◆ **Work task**:
Restate word for word the lines of the listing below, from its first line through the line with "The service MUST return one point per instance of the flower", without the pictures.

============

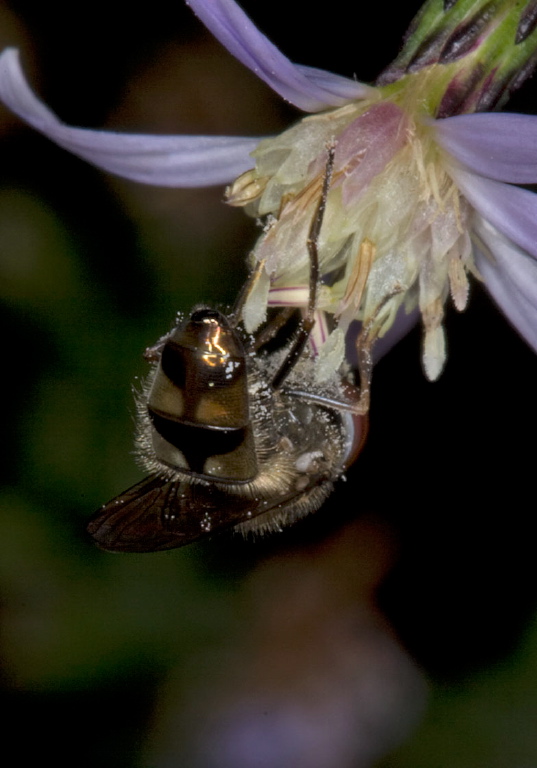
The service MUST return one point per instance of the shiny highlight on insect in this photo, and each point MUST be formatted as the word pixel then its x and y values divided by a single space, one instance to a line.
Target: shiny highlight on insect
pixel 232 437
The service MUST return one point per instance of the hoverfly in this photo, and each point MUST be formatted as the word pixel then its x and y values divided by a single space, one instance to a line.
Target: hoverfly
pixel 232 437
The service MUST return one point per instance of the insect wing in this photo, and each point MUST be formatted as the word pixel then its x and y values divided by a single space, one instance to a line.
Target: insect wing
pixel 158 514
pixel 133 521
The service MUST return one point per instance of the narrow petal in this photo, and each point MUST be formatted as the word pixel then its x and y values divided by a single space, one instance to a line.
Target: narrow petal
pixel 510 276
pixel 500 146
pixel 309 89
pixel 172 161
pixel 511 210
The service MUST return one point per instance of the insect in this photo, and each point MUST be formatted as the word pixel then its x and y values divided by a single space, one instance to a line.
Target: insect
pixel 232 437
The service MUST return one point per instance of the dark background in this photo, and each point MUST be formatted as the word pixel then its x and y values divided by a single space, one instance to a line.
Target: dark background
pixel 93 270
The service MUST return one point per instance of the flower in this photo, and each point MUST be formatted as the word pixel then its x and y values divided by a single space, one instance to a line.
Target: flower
pixel 421 194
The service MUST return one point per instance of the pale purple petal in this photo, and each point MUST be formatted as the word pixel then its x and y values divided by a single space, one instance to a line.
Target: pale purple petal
pixel 309 89
pixel 510 276
pixel 511 210
pixel 172 161
pixel 339 86
pixel 500 146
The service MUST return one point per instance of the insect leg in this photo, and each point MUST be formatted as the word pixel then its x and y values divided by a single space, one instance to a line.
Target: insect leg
pixel 308 322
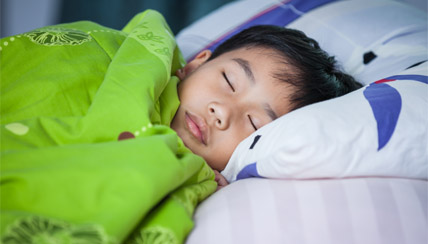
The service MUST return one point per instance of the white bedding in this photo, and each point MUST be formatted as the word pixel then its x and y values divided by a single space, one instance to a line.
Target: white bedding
pixel 351 211
pixel 364 210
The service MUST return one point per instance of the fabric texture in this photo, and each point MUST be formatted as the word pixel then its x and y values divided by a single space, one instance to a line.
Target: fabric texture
pixel 364 133
pixel 334 211
pixel 86 149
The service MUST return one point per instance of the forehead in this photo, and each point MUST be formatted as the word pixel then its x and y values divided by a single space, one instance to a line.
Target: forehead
pixel 268 69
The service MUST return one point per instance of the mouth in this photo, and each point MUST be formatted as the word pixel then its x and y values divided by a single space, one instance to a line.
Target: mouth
pixel 196 127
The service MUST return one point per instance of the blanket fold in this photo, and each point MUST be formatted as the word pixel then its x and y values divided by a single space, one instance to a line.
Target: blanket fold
pixel 86 149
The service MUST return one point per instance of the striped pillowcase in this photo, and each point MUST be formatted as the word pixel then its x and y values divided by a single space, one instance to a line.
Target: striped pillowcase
pixel 355 211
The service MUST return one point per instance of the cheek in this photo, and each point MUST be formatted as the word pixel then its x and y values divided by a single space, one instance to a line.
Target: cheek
pixel 218 155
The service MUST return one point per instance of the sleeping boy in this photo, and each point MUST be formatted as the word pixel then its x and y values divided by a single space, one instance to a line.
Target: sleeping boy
pixel 95 132
pixel 250 80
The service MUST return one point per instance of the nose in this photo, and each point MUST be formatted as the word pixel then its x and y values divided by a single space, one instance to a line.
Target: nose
pixel 219 115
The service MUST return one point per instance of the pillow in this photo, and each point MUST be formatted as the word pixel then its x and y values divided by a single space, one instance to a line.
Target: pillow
pixel 378 130
pixel 344 29
pixel 362 210
pixel 215 28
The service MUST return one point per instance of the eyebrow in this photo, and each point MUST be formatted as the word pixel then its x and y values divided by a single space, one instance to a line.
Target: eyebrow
pixel 245 65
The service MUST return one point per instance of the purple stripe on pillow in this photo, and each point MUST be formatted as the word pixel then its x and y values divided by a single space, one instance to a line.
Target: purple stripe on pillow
pixel 420 78
pixel 248 171
pixel 280 15
pixel 385 102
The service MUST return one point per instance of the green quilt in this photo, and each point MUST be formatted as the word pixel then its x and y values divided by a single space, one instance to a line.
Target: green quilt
pixel 87 155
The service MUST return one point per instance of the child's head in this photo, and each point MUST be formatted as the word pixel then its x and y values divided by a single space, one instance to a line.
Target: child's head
pixel 251 79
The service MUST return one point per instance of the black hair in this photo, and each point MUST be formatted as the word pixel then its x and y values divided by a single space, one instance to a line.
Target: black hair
pixel 314 74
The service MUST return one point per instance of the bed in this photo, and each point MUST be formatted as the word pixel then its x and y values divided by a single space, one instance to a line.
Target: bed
pixel 331 172
pixel 349 170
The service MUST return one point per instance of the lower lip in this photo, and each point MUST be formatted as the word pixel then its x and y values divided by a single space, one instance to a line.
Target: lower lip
pixel 194 129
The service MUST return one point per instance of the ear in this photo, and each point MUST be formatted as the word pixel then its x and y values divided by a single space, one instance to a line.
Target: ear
pixel 199 59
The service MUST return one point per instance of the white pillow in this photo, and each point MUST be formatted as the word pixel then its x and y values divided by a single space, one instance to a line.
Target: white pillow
pixel 358 211
pixel 378 130
pixel 394 31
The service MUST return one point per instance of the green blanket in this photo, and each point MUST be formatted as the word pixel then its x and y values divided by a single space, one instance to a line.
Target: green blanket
pixel 87 155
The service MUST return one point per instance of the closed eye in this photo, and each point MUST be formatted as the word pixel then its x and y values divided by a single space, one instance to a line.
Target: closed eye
pixel 228 82
pixel 252 123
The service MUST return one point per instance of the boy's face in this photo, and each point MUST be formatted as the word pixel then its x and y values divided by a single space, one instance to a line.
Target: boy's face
pixel 226 99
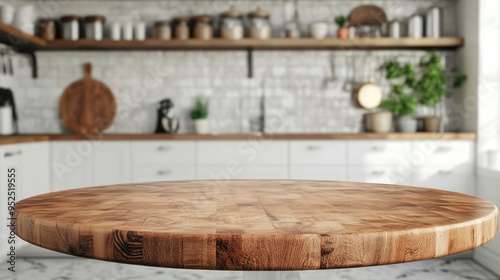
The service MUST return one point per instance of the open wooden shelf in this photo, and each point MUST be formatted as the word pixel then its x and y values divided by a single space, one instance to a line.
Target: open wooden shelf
pixel 19 40
pixel 275 43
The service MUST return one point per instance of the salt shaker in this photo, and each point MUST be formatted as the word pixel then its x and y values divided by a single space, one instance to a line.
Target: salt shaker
pixel 128 31
pixel 140 31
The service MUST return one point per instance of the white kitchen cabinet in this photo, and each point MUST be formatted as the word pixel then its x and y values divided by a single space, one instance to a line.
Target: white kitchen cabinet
pixel 111 163
pixel 318 152
pixel 71 164
pixel 33 178
pixel 247 152
pixel 318 172
pixel 163 152
pixel 371 152
pixel 379 174
pixel 153 173
pixel 235 171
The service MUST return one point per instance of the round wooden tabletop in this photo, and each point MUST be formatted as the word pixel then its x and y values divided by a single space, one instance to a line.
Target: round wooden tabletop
pixel 257 224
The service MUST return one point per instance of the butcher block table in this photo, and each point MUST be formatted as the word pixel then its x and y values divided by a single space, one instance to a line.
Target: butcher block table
pixel 279 226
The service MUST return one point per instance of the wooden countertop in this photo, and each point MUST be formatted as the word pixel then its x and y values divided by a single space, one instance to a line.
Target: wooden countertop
pixel 257 224
pixel 288 136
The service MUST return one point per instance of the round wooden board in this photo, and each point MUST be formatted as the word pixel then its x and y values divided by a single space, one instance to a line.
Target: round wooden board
pixel 87 105
pixel 256 224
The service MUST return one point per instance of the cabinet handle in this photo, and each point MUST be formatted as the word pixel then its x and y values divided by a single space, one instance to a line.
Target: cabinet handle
pixel 164 148
pixel 443 149
pixel 11 154
pixel 164 172
pixel 378 148
pixel 313 148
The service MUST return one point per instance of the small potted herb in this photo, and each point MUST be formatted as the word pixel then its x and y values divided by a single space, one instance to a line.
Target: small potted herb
pixel 342 31
pixel 402 103
pixel 200 114
pixel 432 89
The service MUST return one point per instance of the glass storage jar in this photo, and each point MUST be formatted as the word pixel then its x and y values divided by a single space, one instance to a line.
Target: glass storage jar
pixel 70 27
pixel 163 30
pixel 259 24
pixel 94 26
pixel 181 29
pixel 232 24
pixel 203 27
pixel 47 29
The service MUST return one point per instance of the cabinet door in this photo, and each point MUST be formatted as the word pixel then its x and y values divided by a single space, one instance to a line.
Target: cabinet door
pixel 318 172
pixel 111 163
pixel 71 164
pixel 10 157
pixel 226 172
pixel 448 178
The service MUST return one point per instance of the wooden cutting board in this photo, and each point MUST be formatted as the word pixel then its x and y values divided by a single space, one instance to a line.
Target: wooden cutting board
pixel 87 105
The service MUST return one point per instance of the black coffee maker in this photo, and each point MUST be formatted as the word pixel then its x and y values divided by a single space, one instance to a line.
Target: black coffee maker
pixel 166 123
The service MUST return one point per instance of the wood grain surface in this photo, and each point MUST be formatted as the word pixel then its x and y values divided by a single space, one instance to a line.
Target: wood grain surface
pixel 87 106
pixel 257 224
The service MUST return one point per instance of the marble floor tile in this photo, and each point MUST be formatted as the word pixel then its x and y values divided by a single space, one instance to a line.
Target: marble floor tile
pixel 84 269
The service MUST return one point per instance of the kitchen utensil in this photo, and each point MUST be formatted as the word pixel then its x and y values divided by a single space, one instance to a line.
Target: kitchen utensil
pixel 181 28
pixel 394 29
pixel 434 22
pixel 87 105
pixel 140 31
pixel 203 27
pixel 163 30
pixel 232 24
pixel 368 95
pixel 166 122
pixel 8 114
pixel 318 30
pixel 416 26
pixel 260 28
pixel 94 26
pixel 367 15
pixel 70 27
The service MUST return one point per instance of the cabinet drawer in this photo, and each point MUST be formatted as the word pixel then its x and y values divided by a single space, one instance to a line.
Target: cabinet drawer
pixel 222 172
pixel 457 152
pixel 382 174
pixel 318 172
pixel 242 152
pixel 162 173
pixel 163 152
pixel 318 152
pixel 378 152
pixel 448 178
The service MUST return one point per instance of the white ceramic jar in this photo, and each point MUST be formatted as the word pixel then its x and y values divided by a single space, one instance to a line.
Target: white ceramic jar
pixel 318 30
pixel 94 26
pixel 70 27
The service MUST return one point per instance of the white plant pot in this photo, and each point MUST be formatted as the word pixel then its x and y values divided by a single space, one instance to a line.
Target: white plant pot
pixel 202 126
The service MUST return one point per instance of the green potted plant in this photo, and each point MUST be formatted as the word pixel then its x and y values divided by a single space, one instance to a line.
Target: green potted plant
pixel 402 103
pixel 432 89
pixel 200 114
pixel 342 31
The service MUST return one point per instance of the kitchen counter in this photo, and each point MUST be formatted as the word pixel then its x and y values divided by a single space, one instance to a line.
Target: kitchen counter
pixel 298 136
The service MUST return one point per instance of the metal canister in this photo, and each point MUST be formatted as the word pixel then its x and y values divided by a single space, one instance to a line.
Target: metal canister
pixel 416 26
pixel 394 29
pixel 434 22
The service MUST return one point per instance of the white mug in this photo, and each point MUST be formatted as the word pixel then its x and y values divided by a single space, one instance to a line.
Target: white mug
pixel 7 14
pixel 318 30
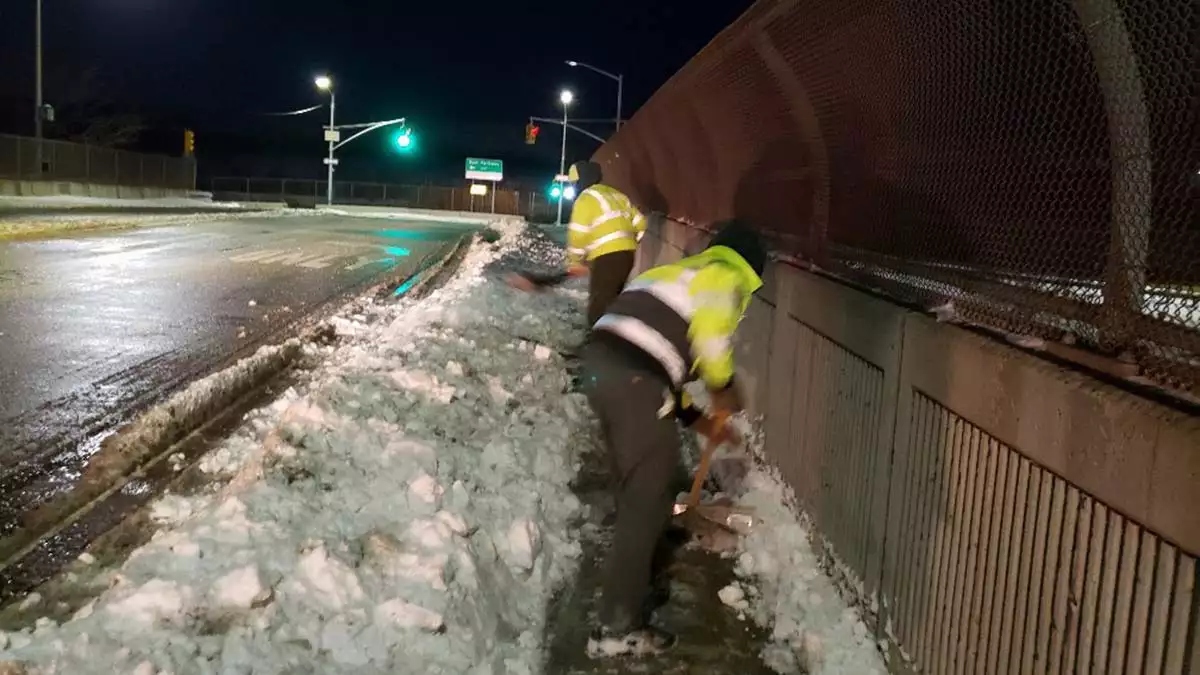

============

◆ **Answer box**:
The service MUST return one point per instance of the shiny highlight on insect in this photo, and each point MUST be formatted as the word pixel then its x and y values divided by a single space, one instance to a line.
Target: shiny highlight on insect
pixel 232 437
The service MUST return one point per instance of the hoverfly in this photo, and each point MUST be formatted as the word pixel then its x and y values divided by a single space, one instance to a line.
Target: hoverfly
pixel 232 437
The service MUST return one point per instance of the insect wing in this photo, and each point MUST be formatted as the word pixel then its x and y values divided by a single space, one instance to a line.
Target: insect wing
pixel 158 514
pixel 133 521
The service MUST return one point per instance of the narrow petal in this photo, and each point MUST be formatted as the word pixel then its x and y values divided by a single space, one instance to a line.
Target: narrow petal
pixel 510 276
pixel 500 146
pixel 309 89
pixel 172 161
pixel 511 210
The service MUST return one point per instance of the insect in this photo, and each point MUST be formatted as the word pixel then its x and y values divided by a single space, one instance to a line.
Target: insect
pixel 232 437
The service MUST return one point per instance of the dark background in this photo, and each point MUST be formatted as the word pixel then its x and y values divided by a single space, one instance to a line.
Target: dark background
pixel 93 270
The service MUST return one point per instance of the flower in this photo, and each point MUST be formatted as the word pixel then its x and y values divided by a single space, one instance to a line.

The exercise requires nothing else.